» **Data**:
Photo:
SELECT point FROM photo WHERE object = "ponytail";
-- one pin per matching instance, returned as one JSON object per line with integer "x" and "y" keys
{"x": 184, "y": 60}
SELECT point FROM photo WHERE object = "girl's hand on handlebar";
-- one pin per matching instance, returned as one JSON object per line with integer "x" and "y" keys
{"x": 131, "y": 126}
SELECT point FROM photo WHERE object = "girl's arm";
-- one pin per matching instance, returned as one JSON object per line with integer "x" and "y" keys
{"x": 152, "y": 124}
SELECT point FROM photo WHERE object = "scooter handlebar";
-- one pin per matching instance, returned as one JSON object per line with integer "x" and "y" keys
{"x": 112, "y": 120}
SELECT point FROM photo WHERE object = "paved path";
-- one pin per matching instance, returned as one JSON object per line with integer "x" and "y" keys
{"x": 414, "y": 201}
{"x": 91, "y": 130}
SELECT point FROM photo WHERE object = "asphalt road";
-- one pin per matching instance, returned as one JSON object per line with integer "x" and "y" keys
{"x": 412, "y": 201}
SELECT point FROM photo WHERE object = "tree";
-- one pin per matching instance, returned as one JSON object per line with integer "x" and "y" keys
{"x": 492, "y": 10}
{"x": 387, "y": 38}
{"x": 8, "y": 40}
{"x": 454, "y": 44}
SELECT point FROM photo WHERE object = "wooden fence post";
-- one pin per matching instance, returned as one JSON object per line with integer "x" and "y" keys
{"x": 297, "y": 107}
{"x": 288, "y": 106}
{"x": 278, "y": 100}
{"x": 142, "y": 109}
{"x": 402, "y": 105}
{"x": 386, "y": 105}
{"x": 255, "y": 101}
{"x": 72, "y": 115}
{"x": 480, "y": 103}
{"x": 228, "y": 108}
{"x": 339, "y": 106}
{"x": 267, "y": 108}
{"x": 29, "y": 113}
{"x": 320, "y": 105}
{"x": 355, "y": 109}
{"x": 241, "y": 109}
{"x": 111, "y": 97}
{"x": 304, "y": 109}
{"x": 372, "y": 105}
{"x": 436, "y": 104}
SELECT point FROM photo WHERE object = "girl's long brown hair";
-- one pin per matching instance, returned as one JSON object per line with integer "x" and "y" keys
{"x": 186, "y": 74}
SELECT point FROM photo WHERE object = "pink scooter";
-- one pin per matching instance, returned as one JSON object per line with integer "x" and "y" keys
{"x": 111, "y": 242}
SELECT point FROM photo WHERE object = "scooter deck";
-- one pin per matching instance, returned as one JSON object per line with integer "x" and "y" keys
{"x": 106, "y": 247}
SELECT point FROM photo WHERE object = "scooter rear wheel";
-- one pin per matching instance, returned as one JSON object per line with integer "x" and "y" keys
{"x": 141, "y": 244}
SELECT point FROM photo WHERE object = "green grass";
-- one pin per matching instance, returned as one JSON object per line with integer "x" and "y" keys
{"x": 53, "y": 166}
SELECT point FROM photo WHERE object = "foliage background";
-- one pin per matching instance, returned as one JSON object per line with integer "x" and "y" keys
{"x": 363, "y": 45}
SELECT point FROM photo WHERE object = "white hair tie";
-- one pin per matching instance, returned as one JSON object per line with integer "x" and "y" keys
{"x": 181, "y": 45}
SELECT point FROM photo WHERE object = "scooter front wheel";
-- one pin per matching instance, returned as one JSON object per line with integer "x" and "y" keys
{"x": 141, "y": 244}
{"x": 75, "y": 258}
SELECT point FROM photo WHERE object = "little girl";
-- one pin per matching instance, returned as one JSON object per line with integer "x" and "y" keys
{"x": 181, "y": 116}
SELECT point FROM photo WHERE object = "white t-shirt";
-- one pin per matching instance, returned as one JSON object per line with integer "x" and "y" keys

» **Task instructions**: Would you mind copying all of the records exactly?

» **Answer to the exercise**:
Photo:
SELECT point FROM photo WHERE object = "ponytail";
-- one pin per matching instance, returned as one JSON object per line with integer "x" and "y" keys
{"x": 184, "y": 60}
SELECT point FROM photo WHERE object = "girl's hand on handlebar";
-- one pin per matching instance, returned as one JSON object per line with integer "x" and "y" keys
{"x": 131, "y": 126}
SELECT point FROM photo WHERE object = "girl's arm";
-- one pin per matching instance, returned as one JSON object per line with integer "x" and "y" keys
{"x": 152, "y": 124}
SELECT point FROM photo WHERE object = "scooter handlebar";
-- one pin per matching instance, returned as one JSON object per line with integer "x" and "y" keys
{"x": 112, "y": 120}
SELECT point FROM photo WHERE object = "paved path";
-- one pin per matching instance, returned as one JSON object per line with integer "x" and "y" keys
{"x": 414, "y": 201}
{"x": 91, "y": 130}
SELECT point FROM photo WHERE object = "asphalt road";
-- one pin per matching instance, returned as one JSON object per line with integer "x" and "y" keys
{"x": 412, "y": 201}
SELECT point FROM photo WHERE object = "tree";
-- one pin per matching instance, returned as one JSON object per line with integer "x" and "y" keys
{"x": 492, "y": 10}
{"x": 387, "y": 38}
{"x": 8, "y": 40}
{"x": 454, "y": 44}
SELECT point FROM photo WHERE object = "wooden fence post";
-- one pin per matching instance, returned as one JSON object per line with integer "x" and "y" keys
{"x": 297, "y": 107}
{"x": 288, "y": 106}
{"x": 278, "y": 100}
{"x": 142, "y": 109}
{"x": 402, "y": 105}
{"x": 386, "y": 105}
{"x": 255, "y": 101}
{"x": 72, "y": 115}
{"x": 480, "y": 103}
{"x": 228, "y": 108}
{"x": 339, "y": 106}
{"x": 267, "y": 108}
{"x": 29, "y": 113}
{"x": 320, "y": 105}
{"x": 355, "y": 109}
{"x": 241, "y": 109}
{"x": 111, "y": 97}
{"x": 304, "y": 109}
{"x": 372, "y": 105}
{"x": 436, "y": 104}
SELECT point FROM photo WHERE object = "girl's long brown hair";
-- one pin per matching instance, returned as one JSON object per line with integer "x" and "y" keys
{"x": 186, "y": 74}
SELECT point FROM photo WHERE object = "pink scooter";
-- one pin per matching instance, returned as one JSON object per line with integer "x" and "y" keys
{"x": 111, "y": 242}
SELECT point FROM photo WHERE object = "scooter deck";
-- one pin per matching instance, returned as one JSON object per line with integer "x" and "y" keys
{"x": 106, "y": 247}
SELECT point FROM photo WHERE object = "scooter rear wheel";
-- one pin per matching instance, returned as one JSON object per line with integer "x" and "y" keys
{"x": 141, "y": 244}
SELECT point FROM photo WHERE object = "green grass";
-- one pin per matching instance, returned as one JSON object per line with integer "x" and "y" keys
{"x": 53, "y": 166}
SELECT point FROM photo WHERE object = "foliage background";
-- one pin per matching instance, returned as one JSON object per line with integer "x" and "y" keys
{"x": 363, "y": 45}
SELECT point FROM photo WHERE object = "white hair tie";
-- one pin per matching instance, returned as one JSON object per line with integer "x" and "y" keys
{"x": 181, "y": 45}
SELECT point FROM photo WHERE object = "scooter front wheel";
-- one pin per matching instance, returned as one JSON object per line with integer "x" and "y" keys
{"x": 141, "y": 244}
{"x": 75, "y": 258}
SELECT point FROM photo WHERE object = "little girl";
-- one pin per matching instance, returned as one JSON object per line with integer "x" and "y" keys
{"x": 181, "y": 116}
SELECT point FROM photo WHERE object = "white t-shirt";
-- one pin per matching instance, returned as one JSON object per line with integer "x" and "y" keys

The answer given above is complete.